# A very pregnant goat.  Picture  *Babies today*



## Chickenfever (Apr 19, 2011)

My poor Cupcake has a week to go and is as big as a house.  She can hardly walk.  Poor baby.  She has had triplets the last two times, I'm thinking there's a good chance it may be quads this time.


----------



## 20kidsonhill (Apr 19, 2011)

She looks like she is saying, " Let's just get this over with."


----------



## redtailgal (Apr 19, 2011)

...........


----------



## Chickenfever (Apr 19, 2011)

I know, it makes me feel guilty.  She enjoys being a mommy though (and all the extra grain she gets when producing milk).  If she can just hang in there for one more week.


----------



## ThreeBoysChicks (Apr 19, 2011)

I am subscribing to this topic, hope to see some baby pictures soon.  Any idea when she is due?


----------



## Chickenfever (Apr 19, 2011)

4/27, next Wednesday.  I have to work that day so I'm keeping my fingers crossed she's a day or two early  
My other mini mancha that delivered last month was three days early (ff), I was surprised.


----------



## St0rmyM00n (Apr 19, 2011)

You know I really love that beard she is pretty! Poor mommy goat I hope she has them soon ...


----------



## Roll farms (Apr 19, 2011)

You need to put a 'wide load' sign on her hiney.

Good luck!


----------



## warthog (Apr 19, 2011)

Ah bless, poor little thing.  I'm sure she will be glad when it's all over.  Good luck.


----------



## Chickenfever (Apr 22, 2011)

This is what we came home to today:
















Four babies      five days early!  What a surprise.   I noticed when I fed them this morning before I left for work that her udder was twice what it was yesterday and I thought hmmm, but she wasn't showing any other signs.  I should have known it was coming.  I'm bummed I missed it, but all is well


----------



## Livinwright Farm (Apr 22, 2011)

Congratulations!!


----------



## Roll farms (Apr 22, 2011)

Congrats!


----------



## babsbag (Apr 22, 2011)

Congrats on the new kids. They are so cute, and all different colors.   I like that.

---------------

Direction a
Please extract every line of the rows that contains the string "asphalt", where case counts.
The rows have no connection to the text above them.

Record set
---------------

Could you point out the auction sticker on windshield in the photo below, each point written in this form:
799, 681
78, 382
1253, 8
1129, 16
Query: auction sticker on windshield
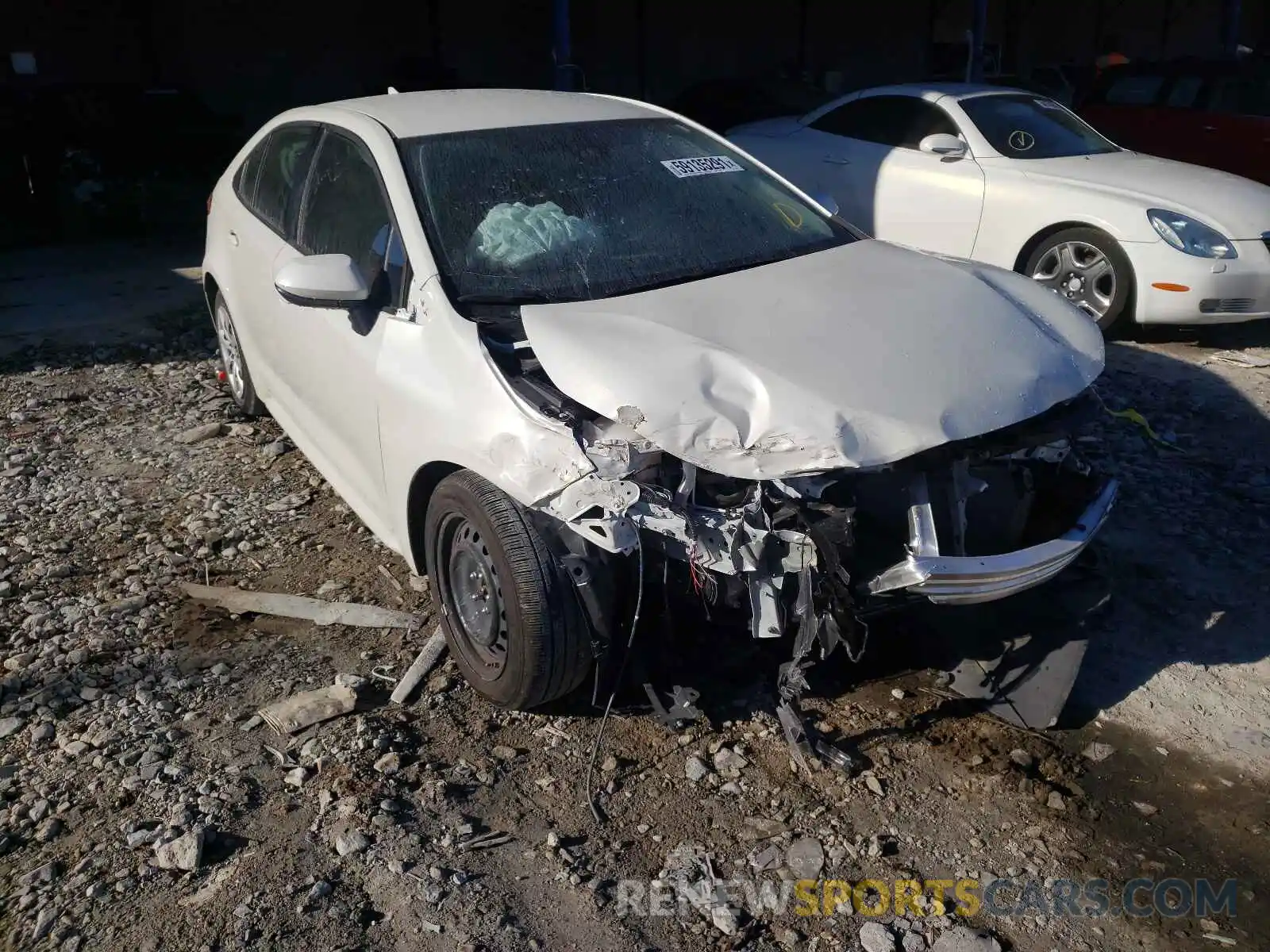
702, 165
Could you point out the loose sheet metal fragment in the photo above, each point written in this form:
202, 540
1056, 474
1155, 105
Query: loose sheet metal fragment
313, 609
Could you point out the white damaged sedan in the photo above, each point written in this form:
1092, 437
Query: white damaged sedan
554, 347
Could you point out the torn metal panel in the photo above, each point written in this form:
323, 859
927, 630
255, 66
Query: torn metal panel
728, 541
765, 606
616, 450
719, 372
595, 508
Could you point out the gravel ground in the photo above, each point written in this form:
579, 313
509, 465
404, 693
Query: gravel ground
145, 806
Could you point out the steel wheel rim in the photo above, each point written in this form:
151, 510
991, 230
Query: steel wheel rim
232, 355
1081, 273
473, 597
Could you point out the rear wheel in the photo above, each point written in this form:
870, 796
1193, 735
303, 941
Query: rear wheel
1089, 268
234, 363
512, 620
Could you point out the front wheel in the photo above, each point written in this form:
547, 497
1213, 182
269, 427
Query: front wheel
1089, 268
234, 363
512, 620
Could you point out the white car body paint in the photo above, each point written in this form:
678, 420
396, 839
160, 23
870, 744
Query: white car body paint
933, 203
825, 361
846, 359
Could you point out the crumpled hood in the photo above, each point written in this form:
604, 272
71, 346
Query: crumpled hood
1237, 207
854, 357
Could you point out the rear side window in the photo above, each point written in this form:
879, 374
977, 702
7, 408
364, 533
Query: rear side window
248, 175
346, 213
889, 121
283, 175
1134, 90
1185, 93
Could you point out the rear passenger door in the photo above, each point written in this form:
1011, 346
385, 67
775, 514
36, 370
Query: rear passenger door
329, 355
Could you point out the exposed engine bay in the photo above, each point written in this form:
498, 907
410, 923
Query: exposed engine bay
814, 555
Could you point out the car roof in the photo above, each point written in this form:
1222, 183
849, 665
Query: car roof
944, 90
431, 112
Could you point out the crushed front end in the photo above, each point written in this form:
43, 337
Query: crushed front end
813, 556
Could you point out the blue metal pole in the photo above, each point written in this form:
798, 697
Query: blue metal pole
1231, 27
978, 29
560, 46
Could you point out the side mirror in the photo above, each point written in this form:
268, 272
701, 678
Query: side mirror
944, 144
827, 201
321, 281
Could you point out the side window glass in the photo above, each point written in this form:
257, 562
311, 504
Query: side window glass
918, 120
346, 213
1134, 90
1227, 95
283, 175
248, 175
889, 121
1185, 92
854, 120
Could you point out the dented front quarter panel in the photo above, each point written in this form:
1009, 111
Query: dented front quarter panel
855, 357
444, 401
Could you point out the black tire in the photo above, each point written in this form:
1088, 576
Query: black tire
238, 378
525, 640
1122, 291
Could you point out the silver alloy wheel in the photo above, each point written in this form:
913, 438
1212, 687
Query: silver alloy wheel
232, 355
1081, 273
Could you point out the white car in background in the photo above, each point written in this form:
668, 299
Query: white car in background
1015, 179
548, 346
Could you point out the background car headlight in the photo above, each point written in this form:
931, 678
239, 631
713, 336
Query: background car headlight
1191, 236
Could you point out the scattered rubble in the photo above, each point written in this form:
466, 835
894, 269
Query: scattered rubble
313, 609
310, 708
140, 793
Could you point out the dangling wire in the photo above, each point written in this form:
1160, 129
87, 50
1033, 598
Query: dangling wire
618, 682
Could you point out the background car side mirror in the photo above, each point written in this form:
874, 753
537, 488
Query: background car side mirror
944, 144
827, 201
321, 281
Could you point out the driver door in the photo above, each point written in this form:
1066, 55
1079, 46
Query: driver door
332, 353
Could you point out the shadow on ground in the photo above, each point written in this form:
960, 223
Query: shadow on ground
69, 306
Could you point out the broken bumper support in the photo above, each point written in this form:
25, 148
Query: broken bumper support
975, 579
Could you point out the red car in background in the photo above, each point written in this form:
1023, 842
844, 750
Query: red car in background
1214, 113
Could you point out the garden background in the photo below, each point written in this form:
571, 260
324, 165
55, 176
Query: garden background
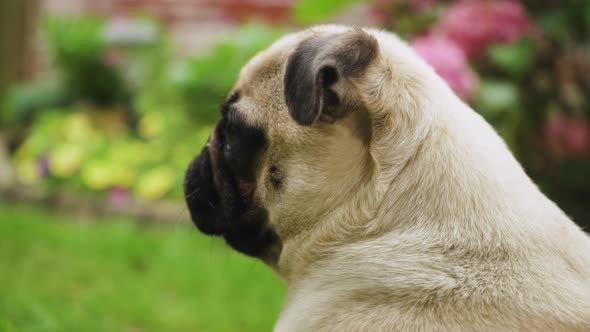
104, 102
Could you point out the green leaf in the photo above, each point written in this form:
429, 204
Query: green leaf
314, 11
497, 96
516, 59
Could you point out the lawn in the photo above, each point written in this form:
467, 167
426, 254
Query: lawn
61, 273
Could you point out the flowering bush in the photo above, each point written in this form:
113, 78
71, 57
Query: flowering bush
525, 65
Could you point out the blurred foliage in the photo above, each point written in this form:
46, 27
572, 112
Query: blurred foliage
79, 51
525, 66
25, 99
140, 148
205, 81
313, 12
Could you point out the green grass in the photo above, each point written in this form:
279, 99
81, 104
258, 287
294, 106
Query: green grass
65, 274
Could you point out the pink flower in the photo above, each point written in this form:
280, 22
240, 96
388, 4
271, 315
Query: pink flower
449, 61
569, 136
423, 4
474, 24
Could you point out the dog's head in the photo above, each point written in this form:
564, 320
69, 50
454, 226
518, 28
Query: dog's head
291, 144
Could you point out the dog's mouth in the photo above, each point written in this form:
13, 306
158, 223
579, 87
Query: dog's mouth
219, 205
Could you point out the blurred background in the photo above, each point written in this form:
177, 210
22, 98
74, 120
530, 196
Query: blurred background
104, 102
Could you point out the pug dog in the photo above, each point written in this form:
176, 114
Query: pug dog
345, 163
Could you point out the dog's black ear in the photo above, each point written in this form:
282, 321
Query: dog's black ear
316, 65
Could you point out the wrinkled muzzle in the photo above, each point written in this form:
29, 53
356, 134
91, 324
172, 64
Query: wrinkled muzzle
218, 204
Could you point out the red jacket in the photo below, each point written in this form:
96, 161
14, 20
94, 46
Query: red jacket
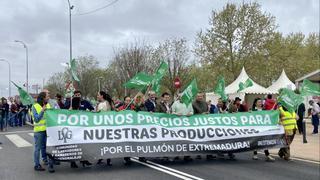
270, 104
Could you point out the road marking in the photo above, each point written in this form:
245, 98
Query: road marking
16, 132
162, 170
174, 170
167, 170
297, 159
18, 141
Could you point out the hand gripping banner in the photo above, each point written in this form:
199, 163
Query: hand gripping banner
81, 135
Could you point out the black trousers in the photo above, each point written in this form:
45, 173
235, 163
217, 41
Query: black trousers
300, 128
266, 152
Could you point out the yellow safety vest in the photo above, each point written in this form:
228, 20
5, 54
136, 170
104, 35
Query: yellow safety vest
288, 120
41, 125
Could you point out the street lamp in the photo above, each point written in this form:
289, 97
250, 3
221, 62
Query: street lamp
99, 83
9, 75
27, 62
70, 32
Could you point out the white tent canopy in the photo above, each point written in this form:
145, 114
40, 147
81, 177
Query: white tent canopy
255, 89
282, 82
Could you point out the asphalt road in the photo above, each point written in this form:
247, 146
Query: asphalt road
16, 163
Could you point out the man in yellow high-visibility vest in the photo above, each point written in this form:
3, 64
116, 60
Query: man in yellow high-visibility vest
289, 122
40, 135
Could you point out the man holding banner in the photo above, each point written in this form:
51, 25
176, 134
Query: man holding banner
289, 121
40, 135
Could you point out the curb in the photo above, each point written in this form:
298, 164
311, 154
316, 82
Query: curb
298, 158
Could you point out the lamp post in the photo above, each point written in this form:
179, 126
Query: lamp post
99, 83
70, 32
27, 62
9, 75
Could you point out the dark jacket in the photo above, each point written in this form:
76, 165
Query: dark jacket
162, 108
86, 105
149, 106
200, 107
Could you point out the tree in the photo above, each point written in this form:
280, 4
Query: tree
127, 62
56, 84
235, 34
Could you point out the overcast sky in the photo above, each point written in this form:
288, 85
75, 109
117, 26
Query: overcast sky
44, 26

---------------

Direction b
Answer these from the goat thread:
(i) How many kids did Cupcake have in each of her last two births?
(ii) What due date is given for Cupcake?
(iii) How many babies were born, and how many days early?

Response a
Could you point out the asphalt road in the photo above, each point written in this form:
Query: asphalt road

Response b
(i) Triplets.
(ii) 4/27, the following Wednesday.
(iii) Four babies, five days early.